(Source text begins)

It was the start of a new year! 2018 had finally rolled around and brought with it exciting new things for Scarlett. She had finally reached the point where she was able to maintain her own body temperature, which meant she could be in an “Open Crib” (aka a big girl bed, for most babies just a standard crib!) For her though, since she was was still so small they decided to just pop the top of her isolate open. We didn’t have to see Scarlett from the outside of a plastic box anymore! (YAY!!) Along with that, she had gained enough weight (which is also a requirement to have an Open Crib) that she was now able to wear clothes! We had the cutest, and the smallest set of onesies I had ever seen. (Even though she was wearing preemie sized clothes, those were still pretty big on her!)
She had been doing really well, and although those milestones are pretty standard for most babies, they were something to celebrate.
On January 11th however, things took a turn for the worse.
I had gone in to see Scarlett like I had been doing every day. Only this time when I got the report from her nurse, instead of saying everything looked good like they usually did…she ended with, “the NP (nurse practitioner) would like to speak with you so I will let her know that you are here.”
My heart skipped a beat.
I knew she wasn’t going to share any “good” news with me.
I tried to keep calm as I waited.
When she came in she was friendly but serious. She told me Scarlett had had a rough night, and that her lungs kept closing up. Her oxygen levels kept dropping really low and they had to bag her a few times to help open them up and get oxygen into her little body. She said it happened a few times throughout the night and that each time it did her heart rate would drop as well and it kept taking longer and longer to bring it back up. They had a feeling she might have an infection so they started her on antibiotics and thankfully she had already been on steroids (which would hopefully help her fight the infection as well). The X-rays they had taken that morning (which they had taken every morning up until she was about 4 months old to monitor her progress) didn’t look great at all… Basically. they had her on the highest vent settings possible and she was maxed out on oxygen; if what they were doing now stopped working for her, there was nothing else they could do. Her lungs just weren’t strong enough.

(Source text ends)
(Entries shown begins)

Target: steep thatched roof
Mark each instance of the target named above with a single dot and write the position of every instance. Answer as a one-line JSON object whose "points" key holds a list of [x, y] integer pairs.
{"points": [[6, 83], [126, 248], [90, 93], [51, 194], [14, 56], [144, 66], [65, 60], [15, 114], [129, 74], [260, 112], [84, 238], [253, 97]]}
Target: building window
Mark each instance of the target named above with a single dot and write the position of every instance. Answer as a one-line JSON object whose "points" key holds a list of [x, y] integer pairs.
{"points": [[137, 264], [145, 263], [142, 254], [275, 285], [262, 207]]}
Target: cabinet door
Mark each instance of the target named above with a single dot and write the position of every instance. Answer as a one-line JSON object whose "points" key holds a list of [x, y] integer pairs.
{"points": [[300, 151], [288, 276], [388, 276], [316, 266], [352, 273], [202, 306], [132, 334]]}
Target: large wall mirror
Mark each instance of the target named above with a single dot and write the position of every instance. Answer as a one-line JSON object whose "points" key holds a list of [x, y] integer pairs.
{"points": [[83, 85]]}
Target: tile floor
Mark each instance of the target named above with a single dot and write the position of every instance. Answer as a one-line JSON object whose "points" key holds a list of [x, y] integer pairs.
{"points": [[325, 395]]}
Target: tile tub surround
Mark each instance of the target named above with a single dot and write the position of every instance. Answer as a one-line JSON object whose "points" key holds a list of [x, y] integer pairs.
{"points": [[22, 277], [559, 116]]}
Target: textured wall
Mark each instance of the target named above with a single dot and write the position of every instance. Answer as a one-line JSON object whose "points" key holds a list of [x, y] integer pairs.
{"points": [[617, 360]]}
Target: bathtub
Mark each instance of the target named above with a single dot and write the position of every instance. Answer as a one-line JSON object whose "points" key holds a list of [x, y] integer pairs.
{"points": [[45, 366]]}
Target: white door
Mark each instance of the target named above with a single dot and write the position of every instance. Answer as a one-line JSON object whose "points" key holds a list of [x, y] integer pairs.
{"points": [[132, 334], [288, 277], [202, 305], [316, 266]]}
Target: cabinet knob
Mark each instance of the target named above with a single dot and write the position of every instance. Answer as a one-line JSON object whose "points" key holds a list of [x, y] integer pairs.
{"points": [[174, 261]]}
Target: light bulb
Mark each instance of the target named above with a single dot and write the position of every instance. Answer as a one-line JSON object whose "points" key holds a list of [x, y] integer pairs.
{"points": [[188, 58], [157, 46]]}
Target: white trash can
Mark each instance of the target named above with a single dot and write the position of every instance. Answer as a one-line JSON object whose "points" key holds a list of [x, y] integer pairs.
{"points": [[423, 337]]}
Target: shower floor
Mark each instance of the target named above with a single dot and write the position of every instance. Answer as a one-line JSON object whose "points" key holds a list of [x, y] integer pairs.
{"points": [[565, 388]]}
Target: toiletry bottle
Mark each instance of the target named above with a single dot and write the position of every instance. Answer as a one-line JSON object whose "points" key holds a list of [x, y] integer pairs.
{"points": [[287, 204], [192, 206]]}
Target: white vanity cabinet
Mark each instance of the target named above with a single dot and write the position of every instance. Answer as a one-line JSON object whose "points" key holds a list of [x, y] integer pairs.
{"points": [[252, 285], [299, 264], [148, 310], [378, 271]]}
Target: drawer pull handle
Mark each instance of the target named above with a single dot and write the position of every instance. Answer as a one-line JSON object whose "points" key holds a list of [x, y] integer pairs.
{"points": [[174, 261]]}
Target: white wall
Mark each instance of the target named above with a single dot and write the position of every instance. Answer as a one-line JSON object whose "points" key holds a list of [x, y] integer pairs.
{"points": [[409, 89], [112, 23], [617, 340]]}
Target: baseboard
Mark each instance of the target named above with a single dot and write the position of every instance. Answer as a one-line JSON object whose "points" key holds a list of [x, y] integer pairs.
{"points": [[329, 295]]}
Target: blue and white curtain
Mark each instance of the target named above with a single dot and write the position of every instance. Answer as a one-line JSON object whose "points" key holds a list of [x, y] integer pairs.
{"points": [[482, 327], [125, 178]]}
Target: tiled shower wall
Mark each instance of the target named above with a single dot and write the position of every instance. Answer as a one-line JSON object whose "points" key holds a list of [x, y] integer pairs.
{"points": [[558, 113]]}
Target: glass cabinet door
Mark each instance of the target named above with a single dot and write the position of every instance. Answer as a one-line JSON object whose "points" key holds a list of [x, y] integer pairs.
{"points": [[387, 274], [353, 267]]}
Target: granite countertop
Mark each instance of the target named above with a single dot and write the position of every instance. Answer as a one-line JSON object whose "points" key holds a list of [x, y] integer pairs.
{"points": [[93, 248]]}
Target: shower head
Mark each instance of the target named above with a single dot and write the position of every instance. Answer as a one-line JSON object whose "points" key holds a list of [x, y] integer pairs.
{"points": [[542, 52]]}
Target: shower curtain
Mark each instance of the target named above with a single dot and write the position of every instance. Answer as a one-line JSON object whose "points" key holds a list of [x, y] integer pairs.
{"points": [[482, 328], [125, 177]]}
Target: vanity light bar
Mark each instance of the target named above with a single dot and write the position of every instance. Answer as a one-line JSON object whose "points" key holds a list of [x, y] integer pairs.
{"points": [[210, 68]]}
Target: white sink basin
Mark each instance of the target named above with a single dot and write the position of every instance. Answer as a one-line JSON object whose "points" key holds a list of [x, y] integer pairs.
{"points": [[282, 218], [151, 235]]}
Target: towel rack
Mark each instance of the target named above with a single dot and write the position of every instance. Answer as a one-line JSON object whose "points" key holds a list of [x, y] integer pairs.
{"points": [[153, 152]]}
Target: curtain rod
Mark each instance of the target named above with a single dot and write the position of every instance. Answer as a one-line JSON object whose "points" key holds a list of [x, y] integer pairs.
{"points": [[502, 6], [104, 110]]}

(Entries shown ends)

Required actions
1) Print the part of the story about Scarlett from "On January 11th" up to and including "news with me.".
2) In the story about Scarlett, on what date did things take a turn for the worse?
3) Go on with the story about Scarlett, starting after its last sentence.

Exercise results
1)
On January 11th however, things took a turn for the worse.
I had gone in to see Scarlett like I had been doing every day. Only this time when I got the report from her nurse, instead of saying everything looked good like they usually did…she ended with, “the NP (nurse practitioner) would like to speak with you so I will let her know that you are here.”
My heart skipped a beat.
I knew she wasn’t going to share any “good” news with me.

2) January 11th.

3)
When the words, “Don’t be surprised if you get that call that you need to get here fast” came out of her mouth…I’m pretty sure my heart broke. I couldn’t stop the tears from spilling down my cheeks. She said I should probably call and update our family…
I was in no shape to call anyone so I text EVERYONE. BJ. Our moms, my sister… Laura… Everyone.
Rachel (BJ’s mom) was the first to get there. She just held me as I cried because I didn’t know what else to do. I hadn’t stopped praying since the NP left the room and I went over to Scarlett and just looked at her. I was too afraid to touch her. I didn’t want to bring my sadness and fear too close to her. She looked so calm. You would never have known there was anything wrong with her. I prayed for her to be strong. To keep fighting. She had come so far. I just couldn’t believe we were at this point AGAIN… But life is like that, I guess…especially with micro-preemies. One minute they are doing great, and the next thing you know, you blink and things start to going south really quickly. It’s an emotional rollercoaster to say the very least.
I never left her side that day, and when BJ finally made it there he stood by her bed and watched her the whole time. He was surprisingly calm. When we finally felt comfortable enough to leave her, we went to the RMH to rest and we talked. I remember asking if he was scared. His answer surprised me – he wasn’t. He said somehow he just knew that Scarlett was going to be okay and she would make it out of this.
The next day, God answered our prayers. Scarlett had gone more than 24 hours without any episodes and they were able to wean her down on the oxygen. Not by a lot, but progress was progress. The cultures they had taken had indeed shown she was fighting an infection, klebsiella (for the second time around). Thankfully the antibiotics they had given her were exactly what she needed to help her fight it off.
I think, other than the day she was born, that day was the most scared I had ever been for her. The NICU had been a sad place within that first couple of weeks in the new year… and I had hoped and prayed it wouldn’t get any worse. And for reasons only God knows…it didn’t. To say I am blessed, thankful, and relieved is a complete understatement. I wish I could put into words exactly what it felt like moving forward after that day.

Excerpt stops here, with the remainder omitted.